The exercise: Write out without alteration the lines of the listing starting at the line containing "Ground yellow shorts." and ending at the last line of the listing, both included, and nothing else.

— Start of Entries —

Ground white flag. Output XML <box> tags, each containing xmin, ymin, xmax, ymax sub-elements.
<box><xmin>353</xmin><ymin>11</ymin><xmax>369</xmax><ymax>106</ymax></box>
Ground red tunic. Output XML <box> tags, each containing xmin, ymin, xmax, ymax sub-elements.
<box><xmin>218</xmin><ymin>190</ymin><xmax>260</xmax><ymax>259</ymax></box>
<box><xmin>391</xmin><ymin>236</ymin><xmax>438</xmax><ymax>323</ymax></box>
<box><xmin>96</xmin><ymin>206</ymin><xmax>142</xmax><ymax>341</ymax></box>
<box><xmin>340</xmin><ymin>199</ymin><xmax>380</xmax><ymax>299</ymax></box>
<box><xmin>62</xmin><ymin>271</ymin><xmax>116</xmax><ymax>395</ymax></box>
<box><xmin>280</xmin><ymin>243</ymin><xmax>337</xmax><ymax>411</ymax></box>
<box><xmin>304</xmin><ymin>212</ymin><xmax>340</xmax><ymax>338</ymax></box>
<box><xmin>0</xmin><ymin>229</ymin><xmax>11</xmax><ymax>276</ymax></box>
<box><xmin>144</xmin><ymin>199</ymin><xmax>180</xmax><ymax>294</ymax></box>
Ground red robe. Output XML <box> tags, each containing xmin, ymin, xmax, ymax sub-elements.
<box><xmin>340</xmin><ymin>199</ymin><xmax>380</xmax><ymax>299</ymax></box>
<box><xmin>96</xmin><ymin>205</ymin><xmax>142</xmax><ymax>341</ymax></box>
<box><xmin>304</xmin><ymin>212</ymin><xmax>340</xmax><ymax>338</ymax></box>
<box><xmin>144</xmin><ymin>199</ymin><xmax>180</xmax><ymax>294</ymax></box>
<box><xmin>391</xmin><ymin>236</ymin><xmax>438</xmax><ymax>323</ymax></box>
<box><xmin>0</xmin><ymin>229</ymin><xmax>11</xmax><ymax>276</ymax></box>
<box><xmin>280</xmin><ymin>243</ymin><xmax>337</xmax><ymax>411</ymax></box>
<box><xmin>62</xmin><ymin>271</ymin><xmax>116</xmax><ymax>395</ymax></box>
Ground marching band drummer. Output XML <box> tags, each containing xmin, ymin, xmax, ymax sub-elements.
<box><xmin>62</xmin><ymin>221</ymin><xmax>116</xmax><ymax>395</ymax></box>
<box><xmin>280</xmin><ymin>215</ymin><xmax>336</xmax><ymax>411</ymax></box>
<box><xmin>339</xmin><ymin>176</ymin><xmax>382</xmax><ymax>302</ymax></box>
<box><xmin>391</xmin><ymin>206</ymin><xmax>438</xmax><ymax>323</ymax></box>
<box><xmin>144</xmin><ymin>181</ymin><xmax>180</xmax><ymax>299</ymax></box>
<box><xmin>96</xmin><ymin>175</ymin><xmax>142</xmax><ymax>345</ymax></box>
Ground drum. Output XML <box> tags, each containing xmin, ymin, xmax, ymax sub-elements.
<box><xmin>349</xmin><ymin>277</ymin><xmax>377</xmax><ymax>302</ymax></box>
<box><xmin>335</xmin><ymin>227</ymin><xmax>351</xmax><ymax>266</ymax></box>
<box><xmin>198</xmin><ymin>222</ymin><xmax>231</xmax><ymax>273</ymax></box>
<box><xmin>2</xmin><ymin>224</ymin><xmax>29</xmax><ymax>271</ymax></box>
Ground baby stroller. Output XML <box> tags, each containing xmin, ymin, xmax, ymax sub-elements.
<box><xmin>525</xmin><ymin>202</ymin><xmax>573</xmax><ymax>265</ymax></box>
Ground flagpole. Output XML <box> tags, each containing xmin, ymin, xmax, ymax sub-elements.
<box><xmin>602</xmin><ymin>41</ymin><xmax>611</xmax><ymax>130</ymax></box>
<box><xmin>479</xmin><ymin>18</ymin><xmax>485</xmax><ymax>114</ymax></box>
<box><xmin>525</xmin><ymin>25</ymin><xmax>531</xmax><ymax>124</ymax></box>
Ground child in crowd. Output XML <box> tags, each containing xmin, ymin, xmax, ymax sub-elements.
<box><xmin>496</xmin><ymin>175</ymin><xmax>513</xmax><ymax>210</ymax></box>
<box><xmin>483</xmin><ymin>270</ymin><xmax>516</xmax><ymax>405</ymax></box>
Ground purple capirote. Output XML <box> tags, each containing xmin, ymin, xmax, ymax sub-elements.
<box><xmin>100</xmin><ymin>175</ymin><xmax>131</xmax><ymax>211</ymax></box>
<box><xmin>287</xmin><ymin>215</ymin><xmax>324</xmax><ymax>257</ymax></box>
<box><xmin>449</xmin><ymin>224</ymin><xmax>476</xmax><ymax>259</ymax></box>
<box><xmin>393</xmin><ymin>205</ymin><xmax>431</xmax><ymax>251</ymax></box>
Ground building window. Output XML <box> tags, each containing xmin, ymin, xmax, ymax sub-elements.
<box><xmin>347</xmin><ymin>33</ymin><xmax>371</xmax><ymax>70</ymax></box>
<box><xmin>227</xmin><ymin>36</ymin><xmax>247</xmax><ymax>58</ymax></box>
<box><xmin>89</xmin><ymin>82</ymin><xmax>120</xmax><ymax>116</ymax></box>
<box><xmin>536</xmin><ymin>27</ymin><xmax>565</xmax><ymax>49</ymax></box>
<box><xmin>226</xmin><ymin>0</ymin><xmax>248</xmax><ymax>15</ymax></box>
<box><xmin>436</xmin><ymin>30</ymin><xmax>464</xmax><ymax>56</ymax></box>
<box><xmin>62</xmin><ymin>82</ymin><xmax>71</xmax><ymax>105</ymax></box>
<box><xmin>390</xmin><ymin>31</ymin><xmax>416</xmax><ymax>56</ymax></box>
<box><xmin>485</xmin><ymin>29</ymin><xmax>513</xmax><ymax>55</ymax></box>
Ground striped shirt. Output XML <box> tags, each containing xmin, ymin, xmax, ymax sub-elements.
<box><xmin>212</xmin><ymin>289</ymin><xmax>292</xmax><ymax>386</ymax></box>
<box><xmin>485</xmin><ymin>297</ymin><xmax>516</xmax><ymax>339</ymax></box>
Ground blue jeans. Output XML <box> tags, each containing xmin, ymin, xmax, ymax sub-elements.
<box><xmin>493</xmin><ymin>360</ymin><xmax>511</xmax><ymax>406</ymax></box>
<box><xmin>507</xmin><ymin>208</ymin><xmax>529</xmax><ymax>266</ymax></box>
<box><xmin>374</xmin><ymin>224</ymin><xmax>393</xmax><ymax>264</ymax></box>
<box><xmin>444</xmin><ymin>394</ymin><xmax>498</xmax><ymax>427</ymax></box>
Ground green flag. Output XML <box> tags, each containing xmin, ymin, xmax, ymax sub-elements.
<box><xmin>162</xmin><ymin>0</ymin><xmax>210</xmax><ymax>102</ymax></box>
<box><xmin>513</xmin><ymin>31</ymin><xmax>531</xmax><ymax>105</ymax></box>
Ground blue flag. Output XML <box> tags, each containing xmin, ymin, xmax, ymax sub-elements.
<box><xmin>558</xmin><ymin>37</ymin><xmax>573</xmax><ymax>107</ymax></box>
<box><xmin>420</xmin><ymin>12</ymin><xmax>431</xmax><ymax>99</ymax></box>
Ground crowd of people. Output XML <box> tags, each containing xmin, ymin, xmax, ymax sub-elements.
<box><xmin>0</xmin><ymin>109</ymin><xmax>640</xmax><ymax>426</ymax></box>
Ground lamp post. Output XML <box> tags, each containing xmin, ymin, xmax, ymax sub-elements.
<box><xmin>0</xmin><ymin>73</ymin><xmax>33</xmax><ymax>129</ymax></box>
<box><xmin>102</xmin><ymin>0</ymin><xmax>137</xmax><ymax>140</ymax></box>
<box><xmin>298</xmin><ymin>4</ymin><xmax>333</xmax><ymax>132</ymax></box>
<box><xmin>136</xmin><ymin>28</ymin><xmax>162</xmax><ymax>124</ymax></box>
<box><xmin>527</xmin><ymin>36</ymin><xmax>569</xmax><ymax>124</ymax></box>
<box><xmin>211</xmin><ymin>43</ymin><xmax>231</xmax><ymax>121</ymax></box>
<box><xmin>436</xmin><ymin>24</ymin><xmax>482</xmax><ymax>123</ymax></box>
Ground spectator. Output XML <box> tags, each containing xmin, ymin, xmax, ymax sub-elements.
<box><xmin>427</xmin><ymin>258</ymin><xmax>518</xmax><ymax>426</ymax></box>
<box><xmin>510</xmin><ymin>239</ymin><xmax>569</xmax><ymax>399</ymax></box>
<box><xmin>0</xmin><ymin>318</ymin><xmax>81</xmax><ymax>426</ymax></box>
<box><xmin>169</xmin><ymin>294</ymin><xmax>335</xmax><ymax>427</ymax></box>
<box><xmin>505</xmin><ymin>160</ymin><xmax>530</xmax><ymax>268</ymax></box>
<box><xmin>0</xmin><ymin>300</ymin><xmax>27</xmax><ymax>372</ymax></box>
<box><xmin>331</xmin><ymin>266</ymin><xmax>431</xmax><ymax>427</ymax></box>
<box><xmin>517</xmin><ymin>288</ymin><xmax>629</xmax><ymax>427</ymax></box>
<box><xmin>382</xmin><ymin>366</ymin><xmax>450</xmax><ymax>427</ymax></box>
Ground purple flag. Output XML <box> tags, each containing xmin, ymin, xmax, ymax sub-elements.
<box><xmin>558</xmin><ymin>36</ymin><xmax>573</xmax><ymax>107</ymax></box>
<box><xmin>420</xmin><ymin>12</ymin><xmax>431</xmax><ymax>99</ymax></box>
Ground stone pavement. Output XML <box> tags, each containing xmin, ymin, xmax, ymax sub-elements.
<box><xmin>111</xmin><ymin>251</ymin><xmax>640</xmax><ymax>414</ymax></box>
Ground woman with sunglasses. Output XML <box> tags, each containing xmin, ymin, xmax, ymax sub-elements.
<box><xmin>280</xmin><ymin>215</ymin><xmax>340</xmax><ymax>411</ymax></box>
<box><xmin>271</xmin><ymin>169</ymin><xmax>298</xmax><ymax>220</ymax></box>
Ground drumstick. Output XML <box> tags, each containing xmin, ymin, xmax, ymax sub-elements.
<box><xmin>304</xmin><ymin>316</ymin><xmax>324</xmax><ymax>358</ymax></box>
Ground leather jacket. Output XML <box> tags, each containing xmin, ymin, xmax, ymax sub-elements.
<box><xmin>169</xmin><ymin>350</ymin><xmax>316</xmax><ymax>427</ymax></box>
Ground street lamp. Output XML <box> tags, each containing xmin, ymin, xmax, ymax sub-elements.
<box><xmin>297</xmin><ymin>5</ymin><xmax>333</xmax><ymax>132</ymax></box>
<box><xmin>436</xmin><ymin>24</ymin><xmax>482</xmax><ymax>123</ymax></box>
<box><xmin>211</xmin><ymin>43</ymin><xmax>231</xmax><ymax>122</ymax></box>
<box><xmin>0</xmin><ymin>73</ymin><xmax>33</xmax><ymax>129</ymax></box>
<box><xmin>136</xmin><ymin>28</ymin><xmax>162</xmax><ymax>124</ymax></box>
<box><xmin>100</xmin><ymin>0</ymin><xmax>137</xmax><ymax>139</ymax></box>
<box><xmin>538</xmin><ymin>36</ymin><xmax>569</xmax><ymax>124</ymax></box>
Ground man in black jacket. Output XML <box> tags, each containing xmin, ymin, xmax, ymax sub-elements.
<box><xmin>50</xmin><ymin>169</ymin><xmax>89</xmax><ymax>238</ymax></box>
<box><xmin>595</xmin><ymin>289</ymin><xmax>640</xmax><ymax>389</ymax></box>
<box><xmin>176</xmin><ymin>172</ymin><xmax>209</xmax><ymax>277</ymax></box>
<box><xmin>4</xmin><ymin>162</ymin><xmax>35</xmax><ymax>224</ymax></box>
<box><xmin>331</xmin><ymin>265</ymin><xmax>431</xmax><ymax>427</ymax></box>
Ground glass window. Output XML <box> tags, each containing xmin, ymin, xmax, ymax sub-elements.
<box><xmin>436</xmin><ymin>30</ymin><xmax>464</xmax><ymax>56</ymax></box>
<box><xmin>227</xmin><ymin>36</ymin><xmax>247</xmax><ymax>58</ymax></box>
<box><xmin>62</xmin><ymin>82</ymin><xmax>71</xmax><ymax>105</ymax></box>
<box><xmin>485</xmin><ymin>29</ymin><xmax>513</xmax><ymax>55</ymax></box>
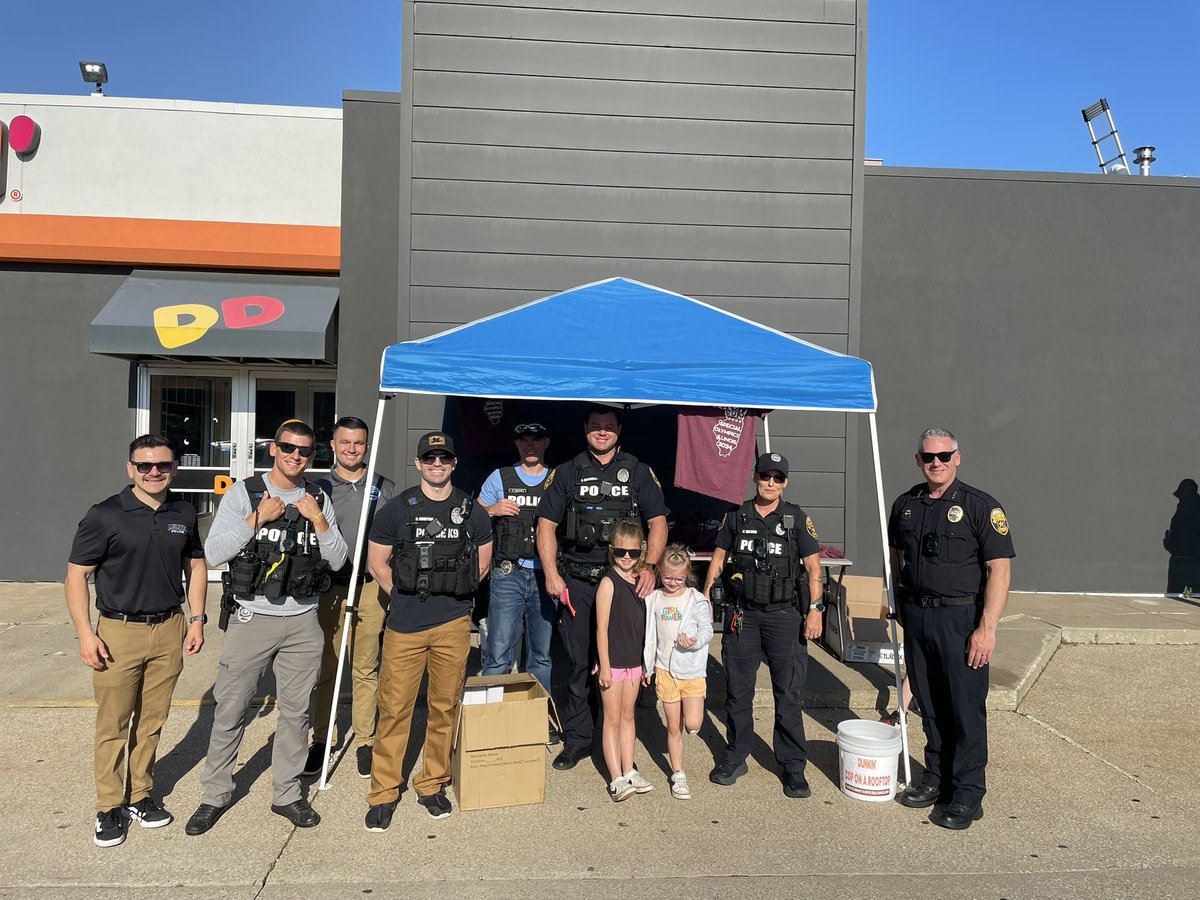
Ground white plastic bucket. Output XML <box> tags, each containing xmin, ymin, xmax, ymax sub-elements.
<box><xmin>838</xmin><ymin>719</ymin><xmax>901</xmax><ymax>803</ymax></box>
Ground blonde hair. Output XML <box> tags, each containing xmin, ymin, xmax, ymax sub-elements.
<box><xmin>659</xmin><ymin>544</ymin><xmax>698</xmax><ymax>588</ymax></box>
<box><xmin>608</xmin><ymin>518</ymin><xmax>646</xmax><ymax>572</ymax></box>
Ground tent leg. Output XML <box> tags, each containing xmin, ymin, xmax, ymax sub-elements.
<box><xmin>866</xmin><ymin>413</ymin><xmax>912</xmax><ymax>785</ymax></box>
<box><xmin>318</xmin><ymin>394</ymin><xmax>388</xmax><ymax>791</ymax></box>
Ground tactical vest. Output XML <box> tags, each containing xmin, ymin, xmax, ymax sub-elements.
<box><xmin>229</xmin><ymin>475</ymin><xmax>331</xmax><ymax>600</ymax></box>
<box><xmin>492</xmin><ymin>466</ymin><xmax>546</xmax><ymax>563</ymax></box>
<box><xmin>563</xmin><ymin>450</ymin><xmax>637</xmax><ymax>552</ymax></box>
<box><xmin>730</xmin><ymin>500</ymin><xmax>804</xmax><ymax>606</ymax></box>
<box><xmin>391</xmin><ymin>485</ymin><xmax>479</xmax><ymax>600</ymax></box>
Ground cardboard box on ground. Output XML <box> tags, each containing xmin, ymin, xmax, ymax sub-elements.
<box><xmin>451</xmin><ymin>672</ymin><xmax>558</xmax><ymax>810</ymax></box>
<box><xmin>822</xmin><ymin>575</ymin><xmax>904</xmax><ymax>665</ymax></box>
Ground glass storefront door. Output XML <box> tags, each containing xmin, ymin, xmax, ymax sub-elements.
<box><xmin>137</xmin><ymin>366</ymin><xmax>336</xmax><ymax>556</ymax></box>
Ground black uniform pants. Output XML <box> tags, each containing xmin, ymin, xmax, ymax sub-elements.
<box><xmin>721</xmin><ymin>606</ymin><xmax>809</xmax><ymax>773</ymax></box>
<box><xmin>904</xmin><ymin>601</ymin><xmax>988</xmax><ymax>806</ymax></box>
<box><xmin>558</xmin><ymin>576</ymin><xmax>600</xmax><ymax>750</ymax></box>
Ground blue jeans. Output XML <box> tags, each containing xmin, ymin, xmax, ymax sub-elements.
<box><xmin>484</xmin><ymin>566</ymin><xmax>558</xmax><ymax>692</ymax></box>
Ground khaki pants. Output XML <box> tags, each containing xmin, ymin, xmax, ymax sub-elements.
<box><xmin>91</xmin><ymin>616</ymin><xmax>187</xmax><ymax>812</ymax></box>
<box><xmin>367</xmin><ymin>616</ymin><xmax>470</xmax><ymax>806</ymax></box>
<box><xmin>312</xmin><ymin>581</ymin><xmax>388</xmax><ymax>746</ymax></box>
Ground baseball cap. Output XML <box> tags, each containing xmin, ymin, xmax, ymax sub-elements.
<box><xmin>512</xmin><ymin>422</ymin><xmax>550</xmax><ymax>438</ymax></box>
<box><xmin>754</xmin><ymin>454</ymin><xmax>787</xmax><ymax>478</ymax></box>
<box><xmin>416</xmin><ymin>431</ymin><xmax>458</xmax><ymax>460</ymax></box>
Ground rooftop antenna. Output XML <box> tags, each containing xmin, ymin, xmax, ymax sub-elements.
<box><xmin>1081</xmin><ymin>97</ymin><xmax>1128</xmax><ymax>175</ymax></box>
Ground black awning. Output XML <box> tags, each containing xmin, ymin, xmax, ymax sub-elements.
<box><xmin>91</xmin><ymin>270</ymin><xmax>338</xmax><ymax>362</ymax></box>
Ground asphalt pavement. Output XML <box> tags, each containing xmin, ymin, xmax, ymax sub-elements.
<box><xmin>0</xmin><ymin>583</ymin><xmax>1200</xmax><ymax>900</ymax></box>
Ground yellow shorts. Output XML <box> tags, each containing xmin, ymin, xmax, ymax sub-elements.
<box><xmin>654</xmin><ymin>667</ymin><xmax>708</xmax><ymax>703</ymax></box>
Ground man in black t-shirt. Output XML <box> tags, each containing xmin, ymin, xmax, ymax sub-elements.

— End of Entries —

Result for this task:
Ground yellow shorts. Output XML <box> tags, each containing xmin, ymin, xmax, ymax sub-elements.
<box><xmin>654</xmin><ymin>667</ymin><xmax>708</xmax><ymax>703</ymax></box>
Ground man in black t-shirt. Output XML <box> tags, each containing xmin, ymin, xmax, ymax sub-elements.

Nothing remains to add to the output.